_Task requirements:_
Count the lines in the material below that contain the string "sofa", and reply with only that number.

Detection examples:
:::::

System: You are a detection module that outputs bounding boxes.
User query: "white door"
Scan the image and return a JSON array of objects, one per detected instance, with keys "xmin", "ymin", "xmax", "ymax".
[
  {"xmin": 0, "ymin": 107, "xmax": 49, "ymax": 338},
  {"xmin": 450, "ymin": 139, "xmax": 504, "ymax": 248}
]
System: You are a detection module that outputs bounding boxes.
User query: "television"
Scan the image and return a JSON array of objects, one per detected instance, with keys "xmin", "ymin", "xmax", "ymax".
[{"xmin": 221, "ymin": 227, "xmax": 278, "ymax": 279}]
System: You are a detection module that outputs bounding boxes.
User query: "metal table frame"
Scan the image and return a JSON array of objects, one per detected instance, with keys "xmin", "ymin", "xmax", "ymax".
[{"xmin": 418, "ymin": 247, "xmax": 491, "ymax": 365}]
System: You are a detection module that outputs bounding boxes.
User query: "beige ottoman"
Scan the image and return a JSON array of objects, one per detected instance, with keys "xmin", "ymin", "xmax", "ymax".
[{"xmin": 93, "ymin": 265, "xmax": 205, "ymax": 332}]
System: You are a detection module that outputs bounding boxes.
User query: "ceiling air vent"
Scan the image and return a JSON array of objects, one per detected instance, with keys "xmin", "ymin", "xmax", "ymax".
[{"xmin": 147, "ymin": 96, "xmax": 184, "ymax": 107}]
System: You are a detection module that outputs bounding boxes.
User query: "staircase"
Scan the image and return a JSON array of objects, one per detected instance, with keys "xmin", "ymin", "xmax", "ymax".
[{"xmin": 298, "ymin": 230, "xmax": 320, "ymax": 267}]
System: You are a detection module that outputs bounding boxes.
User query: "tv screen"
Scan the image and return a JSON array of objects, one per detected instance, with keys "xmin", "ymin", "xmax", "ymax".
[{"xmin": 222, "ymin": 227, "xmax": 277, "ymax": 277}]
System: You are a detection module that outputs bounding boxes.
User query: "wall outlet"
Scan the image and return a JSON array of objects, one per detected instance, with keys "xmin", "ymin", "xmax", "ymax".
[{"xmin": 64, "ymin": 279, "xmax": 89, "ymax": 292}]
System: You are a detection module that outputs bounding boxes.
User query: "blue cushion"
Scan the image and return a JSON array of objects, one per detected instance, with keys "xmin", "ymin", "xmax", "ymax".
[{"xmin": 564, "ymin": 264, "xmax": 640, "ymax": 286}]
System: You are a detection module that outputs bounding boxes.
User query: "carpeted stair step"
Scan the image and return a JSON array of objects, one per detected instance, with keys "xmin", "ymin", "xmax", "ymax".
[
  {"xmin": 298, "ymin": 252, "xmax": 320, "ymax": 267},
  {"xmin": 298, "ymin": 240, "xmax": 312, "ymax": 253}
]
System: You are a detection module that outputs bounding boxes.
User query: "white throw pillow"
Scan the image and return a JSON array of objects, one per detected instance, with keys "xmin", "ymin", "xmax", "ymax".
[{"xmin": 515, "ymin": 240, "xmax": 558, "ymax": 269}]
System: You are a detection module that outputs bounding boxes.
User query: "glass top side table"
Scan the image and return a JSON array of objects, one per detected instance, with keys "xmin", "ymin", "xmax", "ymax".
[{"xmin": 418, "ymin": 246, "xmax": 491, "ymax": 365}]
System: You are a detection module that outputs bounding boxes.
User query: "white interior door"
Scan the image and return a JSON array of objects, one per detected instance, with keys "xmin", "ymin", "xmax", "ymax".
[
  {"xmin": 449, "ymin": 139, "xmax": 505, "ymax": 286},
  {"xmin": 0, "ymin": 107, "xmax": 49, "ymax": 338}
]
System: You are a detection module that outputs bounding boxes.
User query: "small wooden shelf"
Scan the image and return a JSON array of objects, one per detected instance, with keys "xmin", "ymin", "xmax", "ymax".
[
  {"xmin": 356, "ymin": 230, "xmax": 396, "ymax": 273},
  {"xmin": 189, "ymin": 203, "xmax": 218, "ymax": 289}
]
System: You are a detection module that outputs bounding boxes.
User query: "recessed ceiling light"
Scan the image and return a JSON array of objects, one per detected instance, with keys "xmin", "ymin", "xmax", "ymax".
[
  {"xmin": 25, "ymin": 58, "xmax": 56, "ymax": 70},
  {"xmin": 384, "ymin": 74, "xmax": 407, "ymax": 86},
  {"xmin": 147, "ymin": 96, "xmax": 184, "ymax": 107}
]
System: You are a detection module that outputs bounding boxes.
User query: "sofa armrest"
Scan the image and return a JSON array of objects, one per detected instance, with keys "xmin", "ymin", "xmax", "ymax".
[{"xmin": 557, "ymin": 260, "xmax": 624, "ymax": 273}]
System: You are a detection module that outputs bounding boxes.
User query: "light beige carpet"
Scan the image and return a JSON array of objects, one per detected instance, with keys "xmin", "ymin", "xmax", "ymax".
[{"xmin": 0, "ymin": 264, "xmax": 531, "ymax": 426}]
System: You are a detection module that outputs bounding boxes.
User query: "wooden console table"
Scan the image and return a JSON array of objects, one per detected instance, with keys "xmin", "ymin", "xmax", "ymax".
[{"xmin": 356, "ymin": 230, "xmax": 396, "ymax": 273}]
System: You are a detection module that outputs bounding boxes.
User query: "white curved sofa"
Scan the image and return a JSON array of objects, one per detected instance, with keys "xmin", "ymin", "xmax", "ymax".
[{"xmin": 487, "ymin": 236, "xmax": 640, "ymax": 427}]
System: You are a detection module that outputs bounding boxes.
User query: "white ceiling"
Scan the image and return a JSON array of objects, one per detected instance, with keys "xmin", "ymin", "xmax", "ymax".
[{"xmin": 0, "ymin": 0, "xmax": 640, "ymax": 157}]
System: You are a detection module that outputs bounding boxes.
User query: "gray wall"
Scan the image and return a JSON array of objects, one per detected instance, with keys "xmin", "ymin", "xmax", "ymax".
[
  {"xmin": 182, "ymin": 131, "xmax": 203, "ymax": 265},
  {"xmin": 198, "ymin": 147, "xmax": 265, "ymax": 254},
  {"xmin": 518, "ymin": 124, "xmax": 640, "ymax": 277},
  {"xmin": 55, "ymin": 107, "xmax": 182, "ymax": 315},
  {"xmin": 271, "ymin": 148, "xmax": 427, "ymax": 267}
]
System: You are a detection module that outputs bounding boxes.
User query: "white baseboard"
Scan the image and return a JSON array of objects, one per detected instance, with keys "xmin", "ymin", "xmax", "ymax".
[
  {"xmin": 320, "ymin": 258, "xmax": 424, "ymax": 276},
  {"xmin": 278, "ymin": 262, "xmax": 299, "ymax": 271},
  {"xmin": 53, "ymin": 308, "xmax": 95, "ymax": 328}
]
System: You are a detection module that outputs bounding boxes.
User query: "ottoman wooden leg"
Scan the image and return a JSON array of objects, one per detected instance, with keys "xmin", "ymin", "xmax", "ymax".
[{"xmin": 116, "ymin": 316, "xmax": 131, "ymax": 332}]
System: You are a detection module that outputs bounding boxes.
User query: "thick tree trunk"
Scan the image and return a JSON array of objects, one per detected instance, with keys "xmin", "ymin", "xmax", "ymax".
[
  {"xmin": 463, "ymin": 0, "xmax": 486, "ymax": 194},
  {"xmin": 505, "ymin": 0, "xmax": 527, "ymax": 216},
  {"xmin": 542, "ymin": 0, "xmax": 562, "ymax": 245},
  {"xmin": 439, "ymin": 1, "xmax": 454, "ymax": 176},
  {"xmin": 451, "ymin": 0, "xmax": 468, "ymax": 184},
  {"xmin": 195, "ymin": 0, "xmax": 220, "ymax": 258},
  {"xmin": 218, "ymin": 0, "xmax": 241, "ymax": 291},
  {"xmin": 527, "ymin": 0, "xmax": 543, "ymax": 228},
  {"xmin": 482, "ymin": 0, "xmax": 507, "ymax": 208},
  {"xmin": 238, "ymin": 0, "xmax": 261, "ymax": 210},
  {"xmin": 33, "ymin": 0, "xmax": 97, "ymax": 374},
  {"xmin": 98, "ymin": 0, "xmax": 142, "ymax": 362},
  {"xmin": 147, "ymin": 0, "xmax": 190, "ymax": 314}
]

:::::

_The output:_
2